>>>>
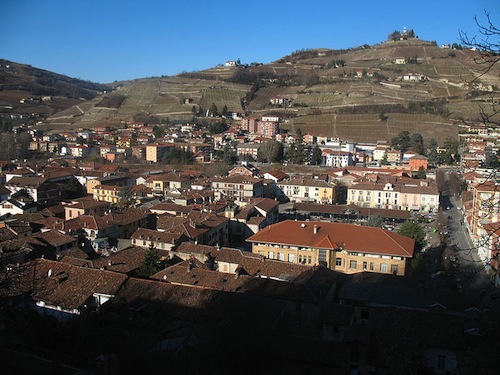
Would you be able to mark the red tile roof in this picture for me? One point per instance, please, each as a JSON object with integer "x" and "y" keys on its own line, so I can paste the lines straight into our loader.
{"x": 332, "y": 236}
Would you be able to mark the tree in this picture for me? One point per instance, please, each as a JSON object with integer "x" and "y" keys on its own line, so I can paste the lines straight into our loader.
{"x": 213, "y": 110}
{"x": 229, "y": 155}
{"x": 492, "y": 161}
{"x": 125, "y": 197}
{"x": 217, "y": 127}
{"x": 151, "y": 263}
{"x": 413, "y": 229}
{"x": 421, "y": 173}
{"x": 417, "y": 143}
{"x": 270, "y": 152}
{"x": 374, "y": 221}
{"x": 384, "y": 160}
{"x": 401, "y": 142}
{"x": 158, "y": 131}
{"x": 73, "y": 189}
{"x": 178, "y": 156}
{"x": 488, "y": 46}
{"x": 316, "y": 156}
{"x": 432, "y": 153}
{"x": 450, "y": 156}
{"x": 295, "y": 153}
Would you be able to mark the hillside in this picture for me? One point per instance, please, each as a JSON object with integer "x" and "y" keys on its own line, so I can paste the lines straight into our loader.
{"x": 38, "y": 93}
{"x": 359, "y": 94}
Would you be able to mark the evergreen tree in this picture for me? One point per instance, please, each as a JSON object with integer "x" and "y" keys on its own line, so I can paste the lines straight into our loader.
{"x": 125, "y": 197}
{"x": 374, "y": 221}
{"x": 402, "y": 141}
{"x": 432, "y": 153}
{"x": 151, "y": 263}
{"x": 317, "y": 156}
{"x": 213, "y": 110}
{"x": 413, "y": 230}
{"x": 73, "y": 189}
{"x": 421, "y": 173}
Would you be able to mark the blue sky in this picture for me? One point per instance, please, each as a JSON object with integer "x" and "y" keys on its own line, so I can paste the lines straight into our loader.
{"x": 108, "y": 40}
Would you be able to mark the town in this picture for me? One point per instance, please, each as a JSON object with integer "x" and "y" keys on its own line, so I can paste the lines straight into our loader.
{"x": 169, "y": 243}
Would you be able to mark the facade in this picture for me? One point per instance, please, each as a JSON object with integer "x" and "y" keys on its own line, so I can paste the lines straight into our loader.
{"x": 38, "y": 188}
{"x": 307, "y": 190}
{"x": 485, "y": 206}
{"x": 239, "y": 187}
{"x": 250, "y": 149}
{"x": 337, "y": 159}
{"x": 85, "y": 206}
{"x": 416, "y": 195}
{"x": 346, "y": 248}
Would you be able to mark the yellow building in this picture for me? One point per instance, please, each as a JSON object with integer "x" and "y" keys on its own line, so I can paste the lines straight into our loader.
{"x": 345, "y": 248}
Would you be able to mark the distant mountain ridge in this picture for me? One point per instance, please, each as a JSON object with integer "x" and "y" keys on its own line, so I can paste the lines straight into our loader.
{"x": 25, "y": 89}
<<<<
» Instructions to follow: Write out all the entries again, word for word, and print no images.

» Final answer:
Would you be able to mark the red tile roof in this picture for me? One point per instance, please, each as a JSON object with integer "x" and "y" keys on its own line, so I can paste the lines straight into our loader.
{"x": 332, "y": 236}
Would you be able to mark the tree in this picture for me? One point per instance, please, each as a JSON object with integer "x" and "y" keys on its own line, so I can paste the lines straight into our loader.
{"x": 213, "y": 110}
{"x": 229, "y": 155}
{"x": 492, "y": 161}
{"x": 125, "y": 197}
{"x": 217, "y": 127}
{"x": 151, "y": 263}
{"x": 413, "y": 229}
{"x": 421, "y": 173}
{"x": 417, "y": 143}
{"x": 270, "y": 152}
{"x": 374, "y": 221}
{"x": 384, "y": 160}
{"x": 401, "y": 142}
{"x": 158, "y": 131}
{"x": 73, "y": 189}
{"x": 178, "y": 156}
{"x": 488, "y": 46}
{"x": 316, "y": 156}
{"x": 432, "y": 153}
{"x": 450, "y": 156}
{"x": 295, "y": 153}
Would you be able to mark the hillside in this picture for me? One point per instance, please, each as a JSON object with integer "x" and "y" keys on its own line, so I can paste the lines straight into our loader.
{"x": 38, "y": 93}
{"x": 359, "y": 94}
Would you be able to mark the evergreen tree in this picture for me? One point per instance, please, each as a JSON object with integer "x" and "y" keys on its own line, so I can paste the lines straight into our loader.
{"x": 125, "y": 197}
{"x": 374, "y": 221}
{"x": 402, "y": 141}
{"x": 432, "y": 153}
{"x": 151, "y": 263}
{"x": 317, "y": 156}
{"x": 213, "y": 110}
{"x": 413, "y": 230}
{"x": 73, "y": 189}
{"x": 421, "y": 173}
Would you be able to mark the blue sky in this picture for me? One point per instance, please, each as a JSON object with integer "x" and "y" keys on its own line, so I can paste the lines straight into our loader.
{"x": 108, "y": 40}
Would you be able to mark the town in this picture for me? One point per instance, please, each as a JSON object with integer "x" and "y" keys on its own line, so I can paste the lines straight into our loader.
{"x": 169, "y": 243}
Would you be able to mark the facade in this picture for me? One point per instance, please, each as a JSON object with integer "x" and "y" keys on its own line, so I can paste the lines straight into our loader.
{"x": 38, "y": 188}
{"x": 307, "y": 190}
{"x": 485, "y": 206}
{"x": 239, "y": 187}
{"x": 250, "y": 149}
{"x": 337, "y": 159}
{"x": 85, "y": 206}
{"x": 416, "y": 195}
{"x": 346, "y": 248}
Would you be able to mark the yellow building in this picture for me? One point per instance, please, each as a JSON object with integer "x" and "y" keys on its own line, so I can paste the lines straight into our loader.
{"x": 345, "y": 248}
Would you be able to mark the distant mountain ridge in this picture for me? One point per instance, please, each as a JSON object with integer "x" and "y" keys on its own line, so I can paste the lines straight into our loader.
{"x": 25, "y": 89}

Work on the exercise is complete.